Problem to work on: Reproduce the records precisely. Omit every picture.

*** Records supplied Section Begins ***

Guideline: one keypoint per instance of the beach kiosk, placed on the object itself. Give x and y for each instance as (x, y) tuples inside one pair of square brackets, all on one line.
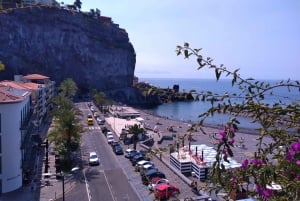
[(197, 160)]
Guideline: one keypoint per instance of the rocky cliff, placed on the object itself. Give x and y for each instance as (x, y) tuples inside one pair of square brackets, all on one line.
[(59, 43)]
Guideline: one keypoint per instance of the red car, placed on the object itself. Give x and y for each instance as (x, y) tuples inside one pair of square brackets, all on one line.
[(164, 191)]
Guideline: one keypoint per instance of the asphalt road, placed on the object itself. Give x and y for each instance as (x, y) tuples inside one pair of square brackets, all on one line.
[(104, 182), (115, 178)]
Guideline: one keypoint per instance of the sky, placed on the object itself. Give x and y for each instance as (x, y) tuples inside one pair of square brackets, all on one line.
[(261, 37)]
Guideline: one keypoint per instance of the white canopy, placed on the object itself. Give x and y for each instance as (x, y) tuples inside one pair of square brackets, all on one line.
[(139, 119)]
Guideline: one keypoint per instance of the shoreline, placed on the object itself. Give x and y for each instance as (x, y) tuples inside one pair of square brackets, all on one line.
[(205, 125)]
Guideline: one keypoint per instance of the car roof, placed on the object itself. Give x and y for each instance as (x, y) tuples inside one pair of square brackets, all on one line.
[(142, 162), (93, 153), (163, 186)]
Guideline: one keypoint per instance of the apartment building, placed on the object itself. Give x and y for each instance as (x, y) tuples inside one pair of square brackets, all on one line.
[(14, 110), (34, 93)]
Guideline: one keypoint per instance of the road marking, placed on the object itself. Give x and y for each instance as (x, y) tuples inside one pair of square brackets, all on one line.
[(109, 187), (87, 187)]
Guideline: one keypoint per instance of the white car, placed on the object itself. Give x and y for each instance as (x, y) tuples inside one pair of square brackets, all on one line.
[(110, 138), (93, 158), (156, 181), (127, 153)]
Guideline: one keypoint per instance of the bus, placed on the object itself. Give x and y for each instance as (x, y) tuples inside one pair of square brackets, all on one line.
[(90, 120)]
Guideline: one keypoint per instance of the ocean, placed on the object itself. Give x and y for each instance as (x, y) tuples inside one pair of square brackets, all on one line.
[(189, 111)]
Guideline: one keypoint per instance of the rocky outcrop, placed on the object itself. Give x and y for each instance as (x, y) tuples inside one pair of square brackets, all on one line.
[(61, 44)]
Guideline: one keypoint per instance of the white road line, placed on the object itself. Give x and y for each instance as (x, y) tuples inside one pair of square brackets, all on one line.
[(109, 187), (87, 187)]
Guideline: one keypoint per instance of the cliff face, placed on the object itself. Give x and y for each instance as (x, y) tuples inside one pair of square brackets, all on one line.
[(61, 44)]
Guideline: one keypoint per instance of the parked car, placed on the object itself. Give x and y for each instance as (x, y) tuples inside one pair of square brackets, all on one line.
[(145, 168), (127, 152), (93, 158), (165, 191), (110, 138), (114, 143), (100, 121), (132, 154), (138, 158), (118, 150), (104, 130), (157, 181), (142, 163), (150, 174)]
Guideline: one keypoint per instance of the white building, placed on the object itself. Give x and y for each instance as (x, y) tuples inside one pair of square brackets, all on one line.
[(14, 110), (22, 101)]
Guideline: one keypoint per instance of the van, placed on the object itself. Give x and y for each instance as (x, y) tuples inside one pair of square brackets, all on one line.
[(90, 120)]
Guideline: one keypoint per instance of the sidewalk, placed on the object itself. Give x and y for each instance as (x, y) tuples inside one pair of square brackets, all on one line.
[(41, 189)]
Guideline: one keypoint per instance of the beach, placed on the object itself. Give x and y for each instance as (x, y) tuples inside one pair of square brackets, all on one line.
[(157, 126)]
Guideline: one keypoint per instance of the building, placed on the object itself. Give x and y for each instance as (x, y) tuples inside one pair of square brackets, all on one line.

*** Records supplied Section Ends ***

Answer to this problem:
Guideline: one keypoint per instance of the beach kiosk, placed on the object itself. Give x and y for each instance as (x, y) tuples inside one pair of square brackets, all on one line.
[(197, 160)]
Guideline: one keypoint per instance of the rocky cliff, placed on the object itself. Give x and y for each instance as (x, y) tuples inside one pair of square brackets, all on one line.
[(59, 43)]
Guideline: one keypoint per instance of the red car, placed on the object itself. Give x and y for each instance as (x, y) tuples inside one pair of square brackets, all on one line.
[(164, 191)]
Guideline: one keypoint per instance of the asphalt road, placed on the object itself. Give x and y for each instance as (x, y) tuples inside one pair of square brackets, all on one line.
[(104, 182), (115, 178)]
Guideline: one keypoint per instance of the sky, placed on the object itself. Give x and y for each instance as (x, y) tuples inside one pair of square brackets, all on one line.
[(261, 37)]
Guideline: one keypoint per instance of the white canopy, placed on the object itself. Give x and y for each instance as (x, y) tuples inside one pair of square brackets, all on one line.
[(139, 119)]
Guideline: one keypoint per instance of the shoreline, placed on the object itself. Give x and y for each instance as (x, y) tuples inside one pair of square brackets, all on one line.
[(205, 125)]
Guideline: one keypoint per instance of the car roof, placed on the object itself. Give x and y for each instance as (x, y) tuples inside one pair of square brackets, all on one line.
[(142, 162), (93, 153), (163, 186)]
Guideline: one keypoint per instance of the apartment building, placed on the object itself. Give x and y for each instance as (x, y) tuples inside one pair of square brackets, all on one line.
[(14, 110), (34, 93)]
Guideline: one keypoint per instance of the road marking, placed on the object itself. Give x and y for each instance as (x, y) tuples inside one pair of square brackets, all on one line.
[(109, 187), (87, 187)]
Guideline: one keypoint per instance of the white car, placed on the object itself. Give x and y for each instance as (x, y) tuples inside one pair of square brackets, all on one line.
[(110, 138), (93, 158), (156, 181), (127, 153)]
Guideline: one keypoint per instance of the bus, placed on the object itself. Give x and y for each instance as (x, y) tuples inside one pair of square brackets, all on one line.
[(90, 120)]
Guideline: one keypoint per instance of the ocean, placed on the object itself. Give x and y for each instance as (x, y) tuples inside one pair of square brackets, all on one line.
[(189, 111)]
Guideline: one keypoint per instance of the rocky outcrop, placed on the object itself. Give x and y for each instance as (x, y) tuples inside one pair of square brackets, all on one line.
[(61, 44)]
Guideline: one keypoint per instance of the white road line, placed on the object itself. Give x and y for each instance as (x, y) tuples inside one pair of square brackets, all on one line.
[(109, 187), (87, 187)]
Guideline: one keypoint per instance of the cliff face, placed on the object itself. Give x and y for each instance as (x, y) tuples inside one pair of square brackets, all on one line.
[(61, 44)]
Guideline: one keypoint per instance of the parked car, placed on the object itself. Give x and y for each instance as (x, y) tuples inside one pair of square brackets, all on one line.
[(145, 168), (127, 152), (93, 158), (165, 191), (110, 138), (114, 143), (100, 121), (132, 154), (138, 158), (118, 150), (104, 130), (157, 181), (142, 163), (150, 174)]
Guideline: one keypoint per instance of the white building, placed on the object itself. Give x and y for each instance as (x, y) tuples inside one pair of square brackets, all on one line.
[(14, 110), (22, 101)]
Guideline: one keypoint per instance of the van, placed on the object itself. Give x and y for each instance as (x, y) tuples inside one pair of square brackets, all on one line.
[(90, 120)]
Guideline: one keypoint per instance of the sidewalk, placed on the object itself. Give x and y for each instance as (x, y) tuples inside one pair of square brackets, all on one line.
[(41, 189)]
Guideline: one keypoint per instance of the beach, placed on the object itself. Give x and y for each instance as (x, y) tuples inside one pair of square brackets, all on one line.
[(157, 126)]
Guideline: one keypoint per instance of the building, placed on the object itself. Give x and y for each instance as (x, y) tuples inside one pair of square brackets, all on one line.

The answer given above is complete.